──────── DATA PROVIDED ────────

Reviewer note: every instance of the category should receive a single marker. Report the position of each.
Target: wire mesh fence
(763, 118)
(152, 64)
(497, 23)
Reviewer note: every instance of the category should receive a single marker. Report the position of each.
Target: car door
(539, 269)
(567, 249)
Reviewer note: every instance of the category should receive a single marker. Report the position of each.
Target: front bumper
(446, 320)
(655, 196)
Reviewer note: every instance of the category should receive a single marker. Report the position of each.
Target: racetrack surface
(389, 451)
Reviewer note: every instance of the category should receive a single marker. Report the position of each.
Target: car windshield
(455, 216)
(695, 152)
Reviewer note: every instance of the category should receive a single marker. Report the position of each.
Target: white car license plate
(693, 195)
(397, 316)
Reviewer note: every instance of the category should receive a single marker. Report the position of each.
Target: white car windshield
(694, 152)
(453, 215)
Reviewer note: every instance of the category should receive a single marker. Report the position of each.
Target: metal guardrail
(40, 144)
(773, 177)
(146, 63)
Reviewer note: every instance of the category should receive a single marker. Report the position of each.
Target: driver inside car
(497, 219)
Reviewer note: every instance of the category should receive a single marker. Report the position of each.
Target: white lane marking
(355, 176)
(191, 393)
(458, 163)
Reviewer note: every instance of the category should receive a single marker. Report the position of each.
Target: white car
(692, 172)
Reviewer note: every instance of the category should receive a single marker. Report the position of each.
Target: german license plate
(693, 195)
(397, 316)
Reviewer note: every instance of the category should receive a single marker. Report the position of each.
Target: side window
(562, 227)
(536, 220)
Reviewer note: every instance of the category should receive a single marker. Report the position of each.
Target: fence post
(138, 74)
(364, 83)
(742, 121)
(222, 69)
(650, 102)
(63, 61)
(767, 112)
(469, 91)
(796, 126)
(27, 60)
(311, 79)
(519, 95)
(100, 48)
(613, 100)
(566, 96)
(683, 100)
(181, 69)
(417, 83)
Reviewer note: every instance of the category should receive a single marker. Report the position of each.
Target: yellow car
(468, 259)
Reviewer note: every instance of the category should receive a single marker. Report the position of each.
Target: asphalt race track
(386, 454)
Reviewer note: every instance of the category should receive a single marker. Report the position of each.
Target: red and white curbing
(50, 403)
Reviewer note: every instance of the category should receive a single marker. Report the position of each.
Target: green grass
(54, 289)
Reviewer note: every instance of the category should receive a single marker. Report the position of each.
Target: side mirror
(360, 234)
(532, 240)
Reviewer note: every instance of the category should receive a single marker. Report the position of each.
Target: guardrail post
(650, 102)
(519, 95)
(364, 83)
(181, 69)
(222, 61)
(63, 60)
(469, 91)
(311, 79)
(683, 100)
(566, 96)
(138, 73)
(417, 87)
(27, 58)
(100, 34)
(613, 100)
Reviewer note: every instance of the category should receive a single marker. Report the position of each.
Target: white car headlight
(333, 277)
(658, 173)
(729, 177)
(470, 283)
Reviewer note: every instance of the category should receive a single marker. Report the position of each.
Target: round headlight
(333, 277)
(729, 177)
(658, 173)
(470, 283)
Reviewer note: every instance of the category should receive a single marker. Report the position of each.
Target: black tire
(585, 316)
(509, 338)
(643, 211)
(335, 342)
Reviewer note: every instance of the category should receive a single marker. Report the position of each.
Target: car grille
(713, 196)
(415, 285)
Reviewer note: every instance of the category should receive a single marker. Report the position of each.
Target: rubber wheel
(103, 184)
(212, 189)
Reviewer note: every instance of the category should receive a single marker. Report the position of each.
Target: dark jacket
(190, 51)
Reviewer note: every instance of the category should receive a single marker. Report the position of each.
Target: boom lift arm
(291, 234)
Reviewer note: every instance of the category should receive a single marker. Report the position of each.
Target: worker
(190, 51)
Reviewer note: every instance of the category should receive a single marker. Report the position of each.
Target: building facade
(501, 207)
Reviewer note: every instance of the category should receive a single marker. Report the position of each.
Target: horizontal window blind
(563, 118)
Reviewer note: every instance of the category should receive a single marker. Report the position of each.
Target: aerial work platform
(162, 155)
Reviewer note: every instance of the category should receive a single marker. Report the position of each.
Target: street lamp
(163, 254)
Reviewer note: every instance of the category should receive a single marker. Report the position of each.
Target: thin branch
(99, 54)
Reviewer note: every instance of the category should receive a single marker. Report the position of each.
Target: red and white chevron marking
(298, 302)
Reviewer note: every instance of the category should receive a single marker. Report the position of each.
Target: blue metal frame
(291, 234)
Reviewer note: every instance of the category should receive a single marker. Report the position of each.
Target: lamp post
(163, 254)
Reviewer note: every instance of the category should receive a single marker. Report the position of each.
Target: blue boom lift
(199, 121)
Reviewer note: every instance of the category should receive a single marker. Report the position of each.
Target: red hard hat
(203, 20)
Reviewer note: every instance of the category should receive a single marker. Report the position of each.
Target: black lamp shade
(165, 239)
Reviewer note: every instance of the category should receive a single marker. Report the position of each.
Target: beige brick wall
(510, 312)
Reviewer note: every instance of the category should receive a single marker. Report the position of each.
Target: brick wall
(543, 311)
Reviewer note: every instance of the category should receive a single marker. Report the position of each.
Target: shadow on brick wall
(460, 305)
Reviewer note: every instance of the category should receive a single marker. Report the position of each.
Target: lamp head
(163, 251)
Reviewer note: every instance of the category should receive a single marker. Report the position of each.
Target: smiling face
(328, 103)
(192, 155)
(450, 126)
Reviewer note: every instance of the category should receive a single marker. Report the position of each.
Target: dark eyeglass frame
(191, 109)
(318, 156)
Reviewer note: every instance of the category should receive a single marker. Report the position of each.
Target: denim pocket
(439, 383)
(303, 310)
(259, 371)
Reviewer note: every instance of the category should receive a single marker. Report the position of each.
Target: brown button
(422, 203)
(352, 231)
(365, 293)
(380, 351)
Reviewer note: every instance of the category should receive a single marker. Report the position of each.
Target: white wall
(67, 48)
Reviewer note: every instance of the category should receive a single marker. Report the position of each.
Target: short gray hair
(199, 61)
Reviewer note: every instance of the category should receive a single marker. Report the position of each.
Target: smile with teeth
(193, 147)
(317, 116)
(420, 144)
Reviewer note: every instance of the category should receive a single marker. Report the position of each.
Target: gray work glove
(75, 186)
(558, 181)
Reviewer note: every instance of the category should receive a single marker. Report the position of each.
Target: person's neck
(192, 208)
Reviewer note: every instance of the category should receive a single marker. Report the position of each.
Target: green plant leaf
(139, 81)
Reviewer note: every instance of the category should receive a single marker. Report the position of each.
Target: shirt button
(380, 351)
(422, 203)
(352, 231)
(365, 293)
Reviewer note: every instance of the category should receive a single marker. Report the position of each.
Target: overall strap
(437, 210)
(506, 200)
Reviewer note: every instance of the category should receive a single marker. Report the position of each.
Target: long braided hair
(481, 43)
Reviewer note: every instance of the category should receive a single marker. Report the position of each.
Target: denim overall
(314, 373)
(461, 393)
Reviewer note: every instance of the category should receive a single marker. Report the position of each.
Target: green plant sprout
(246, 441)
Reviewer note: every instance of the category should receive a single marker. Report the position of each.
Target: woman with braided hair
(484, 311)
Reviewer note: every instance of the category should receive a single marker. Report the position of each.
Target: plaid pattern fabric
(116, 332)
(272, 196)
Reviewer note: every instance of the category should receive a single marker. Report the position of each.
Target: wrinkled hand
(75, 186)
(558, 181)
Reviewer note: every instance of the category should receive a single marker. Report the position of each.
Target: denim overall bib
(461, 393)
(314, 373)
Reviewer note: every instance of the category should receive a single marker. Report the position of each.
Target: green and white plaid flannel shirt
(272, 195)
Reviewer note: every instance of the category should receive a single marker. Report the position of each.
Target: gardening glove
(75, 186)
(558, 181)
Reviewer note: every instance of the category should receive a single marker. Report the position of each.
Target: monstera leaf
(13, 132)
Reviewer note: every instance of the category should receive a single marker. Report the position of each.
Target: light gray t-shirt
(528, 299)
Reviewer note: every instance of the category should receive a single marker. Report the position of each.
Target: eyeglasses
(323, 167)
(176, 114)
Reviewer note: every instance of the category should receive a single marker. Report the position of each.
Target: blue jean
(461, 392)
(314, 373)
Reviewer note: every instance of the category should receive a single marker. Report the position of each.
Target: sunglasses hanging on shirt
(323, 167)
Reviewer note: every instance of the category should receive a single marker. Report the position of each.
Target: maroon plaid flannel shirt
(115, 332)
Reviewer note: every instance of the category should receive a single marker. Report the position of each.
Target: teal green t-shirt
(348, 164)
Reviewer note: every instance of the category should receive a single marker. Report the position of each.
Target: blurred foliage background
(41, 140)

────────

GIVEN PROBLEM: Extract every line of the data above that contains the string "fence", matching case exactly.

CORRECT RESULT:
Target: wire mesh fence
Target: fence post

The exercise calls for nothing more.